Document passage:
-- Opening Marker --

3D quantitative synthetic MRI-derived cortical thickness and subcortical brain volumes: Scan-rescan repeatability and comparison with conventional T 1 -weighted images.

Background: Previous quantitative synthetic MRI of the brain has been solely performed in 2D.
Purpose: To evaluate the feasibility of the recently developed sequence 3D-QALAS for brain cortical thickness and volumetric analysis.
Study Type: Reproducibility/repeatability study.
Subjects: Twenty-one healthy volunteers (35.6 ± 13.8 years).
Field Strength/sequence: 3D T ₁ -weighted fast spoiled gradient recalled echo (FSPGR) sequence was performed once, and 3D-QALAS sequence was performed twice with a 3T scanner.
Assessment: FreeSurfer and FIRST were used to measure cortical thickness and volume of subcortical structures, respectively. Agreement with FSPGR and scan-rescan repeatability were evaluated for 3D-QALAS.
Statistical Tests: Percent relative difference and intraclass correlation coefficient (ICC) were used to assess reproducibility and scan-rescan repeatability of the 3D-QALAS sequence-derived measurements.
Results: Percent relative difference compared with FSPGR in cortical thickness of the whole cortex was 3.1%, and 89% of the regional areas showed less than 10% relative difference in cortical thickness. The mean ICC across all regions was 0.65, and 74% of the structures showed substantial to almost perfect agreement. For volumes of subcortical structures, the median percent relative differences were lower than 10% across all subcortical structures, except for the accumbens area, and all structures showed ICCs of substantial to almost perfect agreement. For the scan-rescan test, percent relative difference in cortical thickness of the whole cortex was 2.3%, and 97% of the regional areas showed less than 10% relative difference in cortical thickness. The mean ICC across all regions was 0.73, and 80% showed substantial to almost perfect agreement. For volumes of subcortical structures, relative differences were less than 10% across all subcortical structures except for the accumbens area, and all structures showed ICCs of substantial to almost perfect agreement.
Data Conclusion: 3D-QALAS could be reliably used for measuring cortical thickness and subcortical volumes in most brain regions.
Level of Evidence: 3 Technical Efficacy: Stage 1 J. Magn. Reson. Imaging 2019;50:1834-1842.
(© 2019 The Authors. Journal of Magnetic Resonance Imaging published by Wiley Periodicals, Inc. on behalf of International Society for Magnetic Resonance in Medicine.)

-- Closing Marker --

Task set:
[a] Rewrite the abstract between "3D quantitative synthetic" and "evaluated for 3D-QALAS.", inclusive, putting "SPGR" in place of "FSPGR".
[b] Answer these questions from the abstract:
(i) How many healthy volunteers took part?
(ii) What field strength did the scanner have?
(iii) Which subcortical structure did not have relative differences below 10%?
[c] List every percentage in the Results section of the abstract that reports a measured outcome, leaving out the 10% threshold.
The lines after this abstract have nothing to do with it.

Collected data:
-- Opening Marker --

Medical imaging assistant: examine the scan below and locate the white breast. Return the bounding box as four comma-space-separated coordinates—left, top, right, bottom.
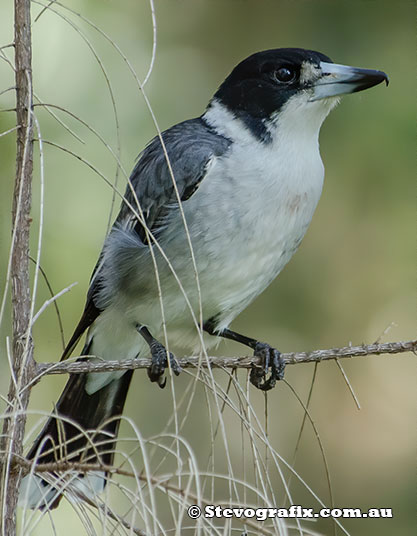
186, 98, 324, 325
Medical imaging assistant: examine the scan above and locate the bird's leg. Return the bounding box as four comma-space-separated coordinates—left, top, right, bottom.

-- Closing Marker --

Solutions:
[a]
3D quantitative synthetic MRI-derived cortical thickness and subcortical brain volumes: Scan-rescan repeatability and comparison with conventional T 1 -weighted images.

Background: Previous quantitative synthetic MRI of the brain has been solely performed in 2D.
Purpose: To evaluate the feasibility of the recently developed sequence 3D-QALAS for brain cortical thickness and volumetric analysis.
Study Type: Reproducibility/repeatability study.
Subjects: Twenty-one healthy volunteers (35.6 ± 13.8 years).
Field Strength/sequence: 3D T ₁ -weighted fast spoiled gradient recalled echo (SPGR) sequence was performed once, and 3D-QALAS sequence was performed twice with a 3T scanner.
Assessment: FreeSurfer and FIRST were used to measure cortical thickness and volume of subcortical structures, respectively. Agreement with SPGR and scan-rescan repeatability were evaluated for 3D-QALAS.

[b]
(i) Twenty-one
(ii) 3T
(iii) The accumbens area

[c] 3.1%, 89%, 74%, 2.3%, 97%, 80%